### Text section

Segment Open

Every morning Molly starts mewling to be taken out to the back yard for her early perambulation, so I usually take the opportunity to inventory phenological signs of summer's progression, and to address pressing issues. Like wilting basil. I've also been doing a fifteen-minute Qigong practice most mornings, and sometimes another during the evening sojourn before suppertime. But it really is nice to move through the Eight Brocades or the eighteen forms of Shibashi out under the trees--especially if there's a bit of breeze.
|Molly at her "pond"|
At any rate, by the time I've finished, Molly has usually decided that it's time to go in for "cookies" (the announcement of which usually brings her out from under the shrubbery where she's been watching me), and happily follows or precedes me into the house for her promised bit of freeze-dried salmon. Now that she's settled into this pattern I can relax and not worry about her trying to escape, and she often follows me around as I check to see how many figs are ripe (only one so far, and it was luscious, right off the tree), how many new varieties of fungus have sprung up, what plants may be budding or blooming.

Segment Closed

### Data under study

Segment Open

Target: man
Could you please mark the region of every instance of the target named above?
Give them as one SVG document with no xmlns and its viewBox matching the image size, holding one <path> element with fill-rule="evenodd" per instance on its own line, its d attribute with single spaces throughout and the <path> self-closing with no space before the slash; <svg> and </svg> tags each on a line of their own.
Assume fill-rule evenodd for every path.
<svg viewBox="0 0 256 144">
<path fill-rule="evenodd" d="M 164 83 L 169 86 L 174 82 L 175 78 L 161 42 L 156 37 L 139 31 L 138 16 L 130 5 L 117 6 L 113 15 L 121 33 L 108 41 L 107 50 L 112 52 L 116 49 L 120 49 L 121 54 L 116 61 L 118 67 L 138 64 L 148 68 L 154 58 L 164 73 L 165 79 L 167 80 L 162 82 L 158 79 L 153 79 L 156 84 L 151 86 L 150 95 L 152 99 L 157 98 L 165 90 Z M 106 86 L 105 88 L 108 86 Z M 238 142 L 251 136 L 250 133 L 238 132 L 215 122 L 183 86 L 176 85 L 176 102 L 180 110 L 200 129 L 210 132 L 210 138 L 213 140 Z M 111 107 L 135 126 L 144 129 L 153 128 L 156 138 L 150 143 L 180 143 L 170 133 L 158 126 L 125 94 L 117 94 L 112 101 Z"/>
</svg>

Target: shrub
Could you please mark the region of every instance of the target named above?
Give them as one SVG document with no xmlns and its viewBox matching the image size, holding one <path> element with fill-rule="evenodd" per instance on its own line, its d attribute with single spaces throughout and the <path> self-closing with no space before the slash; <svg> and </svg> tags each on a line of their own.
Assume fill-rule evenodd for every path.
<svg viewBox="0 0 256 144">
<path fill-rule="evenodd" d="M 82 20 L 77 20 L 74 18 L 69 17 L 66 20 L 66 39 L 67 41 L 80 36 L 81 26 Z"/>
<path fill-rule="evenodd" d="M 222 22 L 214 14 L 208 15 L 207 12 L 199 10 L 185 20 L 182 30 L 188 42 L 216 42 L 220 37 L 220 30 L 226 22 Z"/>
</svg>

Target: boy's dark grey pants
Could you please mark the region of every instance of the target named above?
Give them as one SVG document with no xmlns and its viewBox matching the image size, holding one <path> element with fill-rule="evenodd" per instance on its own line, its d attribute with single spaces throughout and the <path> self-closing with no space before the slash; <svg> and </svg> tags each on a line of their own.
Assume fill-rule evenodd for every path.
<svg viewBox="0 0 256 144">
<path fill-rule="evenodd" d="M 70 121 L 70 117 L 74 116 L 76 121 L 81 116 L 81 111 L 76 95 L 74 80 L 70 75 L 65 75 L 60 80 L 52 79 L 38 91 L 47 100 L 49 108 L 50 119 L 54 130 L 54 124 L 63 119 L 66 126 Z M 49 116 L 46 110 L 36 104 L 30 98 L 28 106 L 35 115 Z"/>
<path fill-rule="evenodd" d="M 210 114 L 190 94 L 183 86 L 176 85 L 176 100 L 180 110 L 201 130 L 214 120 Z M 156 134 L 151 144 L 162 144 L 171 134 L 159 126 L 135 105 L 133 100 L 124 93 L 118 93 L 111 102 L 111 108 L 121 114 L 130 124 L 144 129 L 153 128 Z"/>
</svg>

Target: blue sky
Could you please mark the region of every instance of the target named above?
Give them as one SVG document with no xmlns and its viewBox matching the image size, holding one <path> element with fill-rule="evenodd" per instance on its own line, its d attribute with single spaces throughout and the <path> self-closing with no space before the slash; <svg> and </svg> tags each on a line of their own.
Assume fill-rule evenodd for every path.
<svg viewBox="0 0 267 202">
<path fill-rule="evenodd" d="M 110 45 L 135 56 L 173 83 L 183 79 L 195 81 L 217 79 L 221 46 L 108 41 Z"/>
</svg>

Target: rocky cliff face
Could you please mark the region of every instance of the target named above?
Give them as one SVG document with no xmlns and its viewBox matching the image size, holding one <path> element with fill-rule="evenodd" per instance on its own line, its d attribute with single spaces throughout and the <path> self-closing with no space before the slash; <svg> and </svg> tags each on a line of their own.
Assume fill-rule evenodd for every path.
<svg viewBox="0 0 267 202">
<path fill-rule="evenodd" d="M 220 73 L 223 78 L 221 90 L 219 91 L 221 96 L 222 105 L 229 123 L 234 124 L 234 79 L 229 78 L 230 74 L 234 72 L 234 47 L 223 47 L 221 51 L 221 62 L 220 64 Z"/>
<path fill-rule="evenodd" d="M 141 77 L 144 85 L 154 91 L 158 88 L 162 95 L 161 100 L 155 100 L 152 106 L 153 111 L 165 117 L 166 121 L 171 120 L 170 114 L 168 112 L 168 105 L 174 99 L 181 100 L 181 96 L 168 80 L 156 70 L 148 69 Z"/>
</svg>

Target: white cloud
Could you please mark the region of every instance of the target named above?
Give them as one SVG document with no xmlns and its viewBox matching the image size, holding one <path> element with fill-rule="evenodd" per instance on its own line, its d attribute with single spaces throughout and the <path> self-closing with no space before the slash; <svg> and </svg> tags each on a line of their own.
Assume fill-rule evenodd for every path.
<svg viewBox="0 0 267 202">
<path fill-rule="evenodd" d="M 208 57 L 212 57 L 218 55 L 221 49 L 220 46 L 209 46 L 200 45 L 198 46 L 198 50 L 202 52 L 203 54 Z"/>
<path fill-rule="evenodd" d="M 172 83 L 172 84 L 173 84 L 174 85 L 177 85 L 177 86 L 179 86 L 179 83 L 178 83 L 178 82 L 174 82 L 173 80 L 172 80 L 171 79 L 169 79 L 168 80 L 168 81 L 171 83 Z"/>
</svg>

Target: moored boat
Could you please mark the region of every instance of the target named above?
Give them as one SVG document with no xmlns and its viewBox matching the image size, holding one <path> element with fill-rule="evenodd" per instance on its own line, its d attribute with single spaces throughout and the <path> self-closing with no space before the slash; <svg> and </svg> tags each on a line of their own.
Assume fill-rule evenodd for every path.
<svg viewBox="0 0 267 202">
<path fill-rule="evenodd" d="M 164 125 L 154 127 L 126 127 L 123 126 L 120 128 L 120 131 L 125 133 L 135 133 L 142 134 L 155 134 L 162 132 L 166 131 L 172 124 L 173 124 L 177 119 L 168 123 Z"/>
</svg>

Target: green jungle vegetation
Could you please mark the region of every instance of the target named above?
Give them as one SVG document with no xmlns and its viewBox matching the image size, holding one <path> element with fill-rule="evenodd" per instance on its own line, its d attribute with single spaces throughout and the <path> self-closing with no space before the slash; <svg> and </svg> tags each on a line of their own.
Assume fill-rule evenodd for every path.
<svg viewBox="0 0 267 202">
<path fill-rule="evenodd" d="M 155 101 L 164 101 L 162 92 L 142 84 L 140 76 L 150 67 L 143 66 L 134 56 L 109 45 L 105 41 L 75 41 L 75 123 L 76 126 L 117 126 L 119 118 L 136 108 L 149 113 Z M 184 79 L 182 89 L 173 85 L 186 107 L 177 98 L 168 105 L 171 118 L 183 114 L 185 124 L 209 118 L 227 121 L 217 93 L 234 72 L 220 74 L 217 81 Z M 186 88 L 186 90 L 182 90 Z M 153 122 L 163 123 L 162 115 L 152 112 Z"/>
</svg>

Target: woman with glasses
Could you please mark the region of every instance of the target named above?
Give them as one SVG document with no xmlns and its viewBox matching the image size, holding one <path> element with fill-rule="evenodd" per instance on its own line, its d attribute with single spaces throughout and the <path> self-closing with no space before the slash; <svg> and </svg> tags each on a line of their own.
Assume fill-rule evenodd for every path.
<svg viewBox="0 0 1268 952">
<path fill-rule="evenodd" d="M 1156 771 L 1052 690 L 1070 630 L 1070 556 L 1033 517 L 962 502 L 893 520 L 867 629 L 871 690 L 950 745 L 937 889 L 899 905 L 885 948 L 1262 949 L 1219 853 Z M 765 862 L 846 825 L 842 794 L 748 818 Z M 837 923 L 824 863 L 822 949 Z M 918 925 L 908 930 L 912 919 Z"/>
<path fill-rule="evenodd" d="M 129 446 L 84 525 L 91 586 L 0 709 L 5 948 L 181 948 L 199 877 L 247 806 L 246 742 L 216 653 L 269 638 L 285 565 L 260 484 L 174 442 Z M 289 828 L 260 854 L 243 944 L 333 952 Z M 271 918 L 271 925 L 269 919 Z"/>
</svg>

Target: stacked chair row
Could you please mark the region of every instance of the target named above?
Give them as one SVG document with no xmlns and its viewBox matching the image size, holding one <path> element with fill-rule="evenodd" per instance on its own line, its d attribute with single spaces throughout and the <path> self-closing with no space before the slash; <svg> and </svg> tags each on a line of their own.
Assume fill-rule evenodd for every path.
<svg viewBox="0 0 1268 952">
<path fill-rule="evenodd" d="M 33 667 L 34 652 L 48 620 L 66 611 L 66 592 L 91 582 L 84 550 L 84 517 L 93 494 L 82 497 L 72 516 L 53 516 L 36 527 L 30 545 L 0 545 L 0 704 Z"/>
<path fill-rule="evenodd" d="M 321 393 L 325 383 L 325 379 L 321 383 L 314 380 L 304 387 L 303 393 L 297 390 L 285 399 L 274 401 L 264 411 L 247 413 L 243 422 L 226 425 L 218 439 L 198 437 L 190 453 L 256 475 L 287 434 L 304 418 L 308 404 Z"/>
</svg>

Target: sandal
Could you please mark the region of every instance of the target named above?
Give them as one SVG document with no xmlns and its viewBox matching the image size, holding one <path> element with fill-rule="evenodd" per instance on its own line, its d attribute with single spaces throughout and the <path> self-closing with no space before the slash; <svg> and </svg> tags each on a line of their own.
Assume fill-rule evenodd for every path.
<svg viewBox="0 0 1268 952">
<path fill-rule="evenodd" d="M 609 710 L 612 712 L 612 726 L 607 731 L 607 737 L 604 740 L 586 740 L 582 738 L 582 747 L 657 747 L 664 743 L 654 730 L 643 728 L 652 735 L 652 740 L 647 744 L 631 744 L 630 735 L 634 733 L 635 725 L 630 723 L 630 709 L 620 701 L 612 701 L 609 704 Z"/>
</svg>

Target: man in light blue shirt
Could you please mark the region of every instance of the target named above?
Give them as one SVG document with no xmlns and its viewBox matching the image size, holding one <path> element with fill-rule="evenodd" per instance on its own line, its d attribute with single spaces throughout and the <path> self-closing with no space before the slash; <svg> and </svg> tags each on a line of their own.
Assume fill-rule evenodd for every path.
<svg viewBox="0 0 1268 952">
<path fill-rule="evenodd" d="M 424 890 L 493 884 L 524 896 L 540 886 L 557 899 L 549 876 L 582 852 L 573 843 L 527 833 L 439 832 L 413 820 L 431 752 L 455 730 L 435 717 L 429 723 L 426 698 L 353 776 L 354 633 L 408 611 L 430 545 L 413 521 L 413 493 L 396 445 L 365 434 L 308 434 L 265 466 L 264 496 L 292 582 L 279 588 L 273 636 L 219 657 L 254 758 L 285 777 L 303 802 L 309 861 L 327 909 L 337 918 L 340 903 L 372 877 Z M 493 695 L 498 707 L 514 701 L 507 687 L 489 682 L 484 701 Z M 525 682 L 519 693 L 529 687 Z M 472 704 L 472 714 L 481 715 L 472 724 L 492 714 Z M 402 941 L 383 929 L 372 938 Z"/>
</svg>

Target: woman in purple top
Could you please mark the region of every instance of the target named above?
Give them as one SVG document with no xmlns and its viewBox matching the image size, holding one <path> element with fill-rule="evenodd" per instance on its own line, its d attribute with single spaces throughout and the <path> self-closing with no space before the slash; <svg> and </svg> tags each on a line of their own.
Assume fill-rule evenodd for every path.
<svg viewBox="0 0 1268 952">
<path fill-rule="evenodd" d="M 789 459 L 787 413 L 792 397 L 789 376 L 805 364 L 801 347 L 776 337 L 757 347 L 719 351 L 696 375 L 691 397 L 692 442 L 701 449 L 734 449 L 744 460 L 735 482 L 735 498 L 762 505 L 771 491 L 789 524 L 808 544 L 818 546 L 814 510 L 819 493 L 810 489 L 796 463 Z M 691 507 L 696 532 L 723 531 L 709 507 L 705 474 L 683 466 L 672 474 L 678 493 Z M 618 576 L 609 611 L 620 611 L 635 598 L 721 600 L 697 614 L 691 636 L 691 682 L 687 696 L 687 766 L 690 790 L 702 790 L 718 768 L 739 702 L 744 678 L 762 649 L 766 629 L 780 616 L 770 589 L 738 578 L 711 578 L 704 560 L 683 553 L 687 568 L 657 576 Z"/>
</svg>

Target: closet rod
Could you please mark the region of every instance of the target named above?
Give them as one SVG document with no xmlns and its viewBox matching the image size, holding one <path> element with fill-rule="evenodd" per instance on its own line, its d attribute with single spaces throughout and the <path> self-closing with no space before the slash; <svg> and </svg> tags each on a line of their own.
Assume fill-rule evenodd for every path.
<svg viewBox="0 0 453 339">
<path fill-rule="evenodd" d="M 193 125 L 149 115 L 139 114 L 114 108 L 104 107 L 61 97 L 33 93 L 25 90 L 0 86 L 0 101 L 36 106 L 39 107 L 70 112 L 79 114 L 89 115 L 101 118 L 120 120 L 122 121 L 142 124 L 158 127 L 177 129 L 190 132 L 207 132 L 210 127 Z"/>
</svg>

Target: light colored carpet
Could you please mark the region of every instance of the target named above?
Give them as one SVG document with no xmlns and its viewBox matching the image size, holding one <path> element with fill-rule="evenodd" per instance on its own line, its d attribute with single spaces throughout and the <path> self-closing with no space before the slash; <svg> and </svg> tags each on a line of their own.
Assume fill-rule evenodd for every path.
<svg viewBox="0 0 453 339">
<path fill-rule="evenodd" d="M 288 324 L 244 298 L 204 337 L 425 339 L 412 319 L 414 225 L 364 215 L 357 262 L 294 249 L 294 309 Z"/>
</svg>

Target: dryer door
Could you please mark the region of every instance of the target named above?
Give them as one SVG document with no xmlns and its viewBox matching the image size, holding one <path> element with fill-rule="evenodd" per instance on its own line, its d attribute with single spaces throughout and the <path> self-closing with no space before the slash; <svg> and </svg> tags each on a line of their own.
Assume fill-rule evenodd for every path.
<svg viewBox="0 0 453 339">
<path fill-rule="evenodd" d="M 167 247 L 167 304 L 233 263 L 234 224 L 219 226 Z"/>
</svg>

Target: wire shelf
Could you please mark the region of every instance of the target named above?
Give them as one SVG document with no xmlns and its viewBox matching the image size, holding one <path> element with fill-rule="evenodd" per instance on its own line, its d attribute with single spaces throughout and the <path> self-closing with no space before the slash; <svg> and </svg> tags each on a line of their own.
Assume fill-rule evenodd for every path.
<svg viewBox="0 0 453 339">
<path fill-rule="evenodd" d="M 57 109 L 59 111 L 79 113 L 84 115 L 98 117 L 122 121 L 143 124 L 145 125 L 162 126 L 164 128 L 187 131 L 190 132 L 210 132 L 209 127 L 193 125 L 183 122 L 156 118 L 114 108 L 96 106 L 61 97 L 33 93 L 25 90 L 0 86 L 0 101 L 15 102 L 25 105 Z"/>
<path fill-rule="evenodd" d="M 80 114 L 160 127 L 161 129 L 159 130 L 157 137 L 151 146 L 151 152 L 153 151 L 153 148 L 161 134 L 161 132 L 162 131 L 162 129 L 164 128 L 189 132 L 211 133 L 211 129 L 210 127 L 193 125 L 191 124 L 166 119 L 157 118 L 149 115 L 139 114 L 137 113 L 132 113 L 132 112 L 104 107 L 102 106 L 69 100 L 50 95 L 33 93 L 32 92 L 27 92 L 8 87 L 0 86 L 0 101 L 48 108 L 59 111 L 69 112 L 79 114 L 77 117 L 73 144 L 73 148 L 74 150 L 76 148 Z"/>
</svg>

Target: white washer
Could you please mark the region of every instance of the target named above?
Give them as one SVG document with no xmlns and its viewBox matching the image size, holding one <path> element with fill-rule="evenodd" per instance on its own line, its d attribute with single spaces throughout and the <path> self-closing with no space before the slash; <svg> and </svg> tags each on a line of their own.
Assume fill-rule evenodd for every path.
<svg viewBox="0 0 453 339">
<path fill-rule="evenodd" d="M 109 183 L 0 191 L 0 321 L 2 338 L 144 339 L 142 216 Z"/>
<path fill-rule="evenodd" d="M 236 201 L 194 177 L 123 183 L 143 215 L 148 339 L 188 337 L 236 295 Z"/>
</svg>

Segment Closed

### Exercise requirements
A - In the piece about Molly's mornings, why can the writer relax and stop worrying that Molly will try to escape?
B - In the piece about Molly's mornings, swap "basil" for "tomatoes" and write out the passage from "Every morning Molly" to "bit of breeze." with that one change.
C - Carry on the piece about Molly's mornings from where it stops.

### Answers given
A - Molly has settled into a pattern. When the writer finishes, she decides it's time to go in for "cookies," and she happily follows or goes ahead of the writer into the house for her bit of freeze-dried salmon.

B -
Every morning Molly starts mewling to be taken out to the back yard for her early perambulation, so I usually take the opportunity to inventory phenological signs of summer's progression, and to address pressing issues. Like wilting tomatoes. I've also been doing a fifteen-minute Qigong practice most mornings, and sometimes another during the evening sojourn before suppertime. But it really is nice to move through the Eight Brocades or the eighteen forms of Shibashi out under the trees--especially if there's a bit of breeze.

C -
Occasionally we'll discover the aftermath of predatory violence, like yesterday when we found the feathers of a small, newly fledged mockingbird scattered about. Barred owls, sharp-shinned hawks, and other large raptors frequent the property, and although I admire them immensely, I'm ambivalent about their presence after the demise of Molly's predecessor, Emma.
Emma is not the only animal missing these days. There are exactly two pair of fireflies evident in our back yard. And I've only seen one bat this year. I imagine that the only reason we've got any fireflies at all is because we don't use any chemicals anywhere, and only BT bits in water dishes and bird baths (to keep the mozzie population down). But it's hard not to suspect that dire happenings are afoot. A heat dome is settling on most of the US over the next couple of weeks, drying things up while holding in the humidity, evaporating what's left of the recent rains from out of the soil. Cracks are appearing in the bits of the yard not covered by the recent mulch distribution. I haven't yet watered anything but the fig tree and the lone tomato plant with a little old-fashioned two-hole sprinkler. Everything else gets doused with water from a jug or a hand-held spray attachment. Humanity is dealing with its pandemic, but we seem to have inflicted apocalypse on the rest of the natural world.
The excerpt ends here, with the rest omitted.